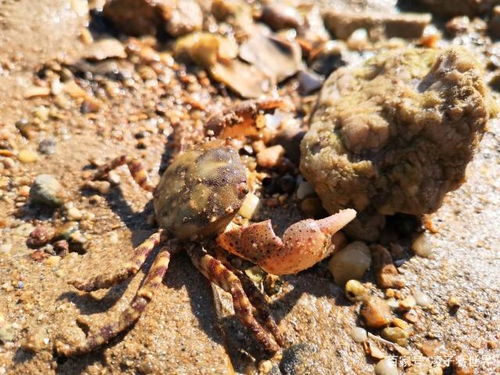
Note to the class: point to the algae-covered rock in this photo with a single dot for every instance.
(396, 133)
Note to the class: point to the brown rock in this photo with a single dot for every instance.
(343, 23)
(385, 270)
(281, 16)
(276, 57)
(244, 79)
(376, 313)
(134, 17)
(459, 7)
(138, 17)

********

**WORK INSTRUCTIONS**
Reproduce the listing above word for word, leaving out the pictures.

**RESULT FOR THIS TASK**
Note to the class: point to the algae-covered rock in this photo with a single dot for every instance.
(396, 133)
Note to the class: point to the brown rock in this photo with a single dot for every instance.
(343, 23)
(385, 270)
(281, 16)
(276, 57)
(244, 79)
(376, 313)
(134, 17)
(459, 7)
(138, 17)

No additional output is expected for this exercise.